## Okunacak metin
Aslında böyle bir detayla şunu arz etmek istiyorum: Kendimize sormalıyız. Çağımızda Kur'ân'ı ona yakışır şekilde temsil edebiliyor muyuz? En azından hicrî bir, iki, üç ve dördüncü asırları günümüzün şartlarına uygun şekilde hayata geçirebiliyor muyuz? Eğer bunlara müsbet cevap veremiyorsak, bir kısım küfür yobazlarının bize yönelttikleri sözleri "intâk-ı bi'l-hak" kabul edip, bunları Allah konuşturuyor demek doğru olmaz mı? Bu hususu, "İnsanların zulmettiği aynı şeyde kader adalet eder." ölçüsüyle de değerlendirebiliriz.
Düşünelim bir kere, bizde tercih planında bile değil, başkalarının tercih ettiği meseleleri bir araya getirerek yazılmış en son fıkıh kitabı, Fatih Sultan Mehmed döneminde yaşamış ve Fatih Camii'nde imamlık yapmış merhum Üstad Halepli İbrahim Efendi'nin yazdığı Mülteka'l-Ebhur ve yine aynı döneme ait Molla Hüsrev Hazretleri'nin yazdığı "Dürer ve Gurer"dir. Aradan bunca asır geçmiş ve elbette çok şey değişmiştir. Hâlbuki heyetler teşkil edilebilir ve bu sahada ehil insanlar yetiştirilerek çağ kucaklanabilirdi. Ve böylece geçen dört-beş asır da, daha öncekiler gibi bizim asrımız olurdu. Ama işin doğrusu şu ki, biz yedi-sekiz asırdır belli şeylere kilitlenip kalmışızdır.
Bizim bu söylediklerimiz uzak ve yakın selef-i salihîni hayırla yâd etmeye mâni değildir. Allah zerrât-ı kâinat adedince onlardan razı olsun! Ancak selef-i salihîni hayırla yâd etmek, bir yönüyle de onlar gibi davranmakla mümkündür. Nasıl ki onlar bulundukları dönemde, çağlarını kucaklamışlar, hatta aşmışlar; bizler de aynı şekilde davranmak ve onlara yetişmek mecburiyetindeyiz.

## Görev talimatı
Yukarıdaki metinden "Bizim bu söylediklerimiz" sözleriyle başlayıp "onlara yetişmek mecburiyetindeyiz." sözleri de dahil olmak üzere devam eden kısmı harfi harfine aktarın.

## Veri bölümü
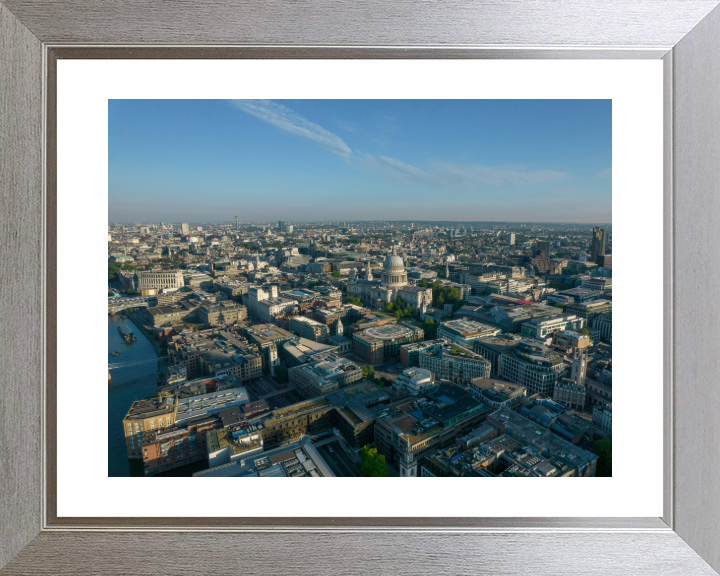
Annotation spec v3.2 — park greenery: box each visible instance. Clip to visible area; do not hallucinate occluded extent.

## Yazılı yanıt
Bizim bu söylediklerimiz uzak ve yakın selef-i salihîni hayırla yâd etmeye mâni değildir. Allah zerrât-ı kâinat adedince onlardan razı olsun! Ancak selef-i salihîni hayırla yâd etmek, bir yönüyle de onlar gibi davranmakla mümkündür. Nasıl ki onlar bulundukları dönemde, çağlarını kucaklamışlar, hatta aşmışlar; bizler de aynı şekilde davranmak ve onlara yetişmek mecburiyetindeyiz.